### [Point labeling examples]
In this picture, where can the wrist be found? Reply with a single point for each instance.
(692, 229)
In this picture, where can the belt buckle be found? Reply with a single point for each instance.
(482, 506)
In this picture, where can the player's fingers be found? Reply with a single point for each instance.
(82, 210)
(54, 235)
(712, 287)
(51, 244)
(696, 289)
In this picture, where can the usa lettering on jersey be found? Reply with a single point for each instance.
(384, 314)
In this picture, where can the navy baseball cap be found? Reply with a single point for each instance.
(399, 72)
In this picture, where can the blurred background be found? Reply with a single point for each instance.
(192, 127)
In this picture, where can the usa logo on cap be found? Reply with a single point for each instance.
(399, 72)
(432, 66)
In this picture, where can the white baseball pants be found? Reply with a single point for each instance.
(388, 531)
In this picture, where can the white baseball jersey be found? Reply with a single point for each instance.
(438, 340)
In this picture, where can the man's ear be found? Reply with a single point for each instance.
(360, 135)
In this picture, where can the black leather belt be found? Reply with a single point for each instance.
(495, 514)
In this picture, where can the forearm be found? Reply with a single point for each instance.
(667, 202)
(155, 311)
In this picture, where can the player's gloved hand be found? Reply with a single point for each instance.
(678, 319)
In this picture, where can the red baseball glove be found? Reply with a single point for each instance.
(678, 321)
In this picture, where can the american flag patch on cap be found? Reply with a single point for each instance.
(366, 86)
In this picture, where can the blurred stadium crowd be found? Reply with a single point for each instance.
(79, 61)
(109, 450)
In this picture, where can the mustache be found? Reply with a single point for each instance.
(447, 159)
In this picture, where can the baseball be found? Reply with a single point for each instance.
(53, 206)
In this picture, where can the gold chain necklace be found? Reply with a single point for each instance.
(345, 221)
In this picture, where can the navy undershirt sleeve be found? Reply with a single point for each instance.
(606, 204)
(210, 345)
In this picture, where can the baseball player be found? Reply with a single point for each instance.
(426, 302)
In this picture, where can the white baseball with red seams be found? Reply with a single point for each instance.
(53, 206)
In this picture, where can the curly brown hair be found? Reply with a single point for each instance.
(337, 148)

### [AIM OF THE TASK]
Quote exactly and only the lines from the one holding "In this picture, where can the forearm" through the end of the data.

### [EXERCISE SOLUTION]
In this picture, where can the forearm be found? Reply with a single point for each instance.
(667, 202)
(155, 311)
In this picture, where can the player's gloved hand be found? Reply with a single point for each instance.
(678, 319)
In this picture, where can the red baseball glove be found? Reply with a single point for each instance.
(678, 321)
In this picture, where can the american flag patch on cap be found? Reply with a single point for each instance.
(366, 86)
In this picture, where can the blurred stadium crowd be found? Reply with a single point for each instance.
(79, 61)
(109, 450)
In this picture, where can the mustache be found? Reply with a single point for each instance.
(447, 159)
In this picture, where can the baseball be found? Reply with a single point for each instance.
(53, 206)
In this picture, where can the gold chain necklace be found? Reply with a single point for each instance.
(345, 221)
In this picture, where can the navy undershirt sleeve be found? Reply with a single point for each instance.
(606, 204)
(210, 345)
In this picture, where can the baseball player be found? Reply with a single point for each instance.
(426, 302)
In this picture, where can the white baseball with red seams be found? Reply with a single point for each instance.
(53, 206)
In this picture, where can the curly brown hair be found? Reply with a single point for each instance.
(337, 148)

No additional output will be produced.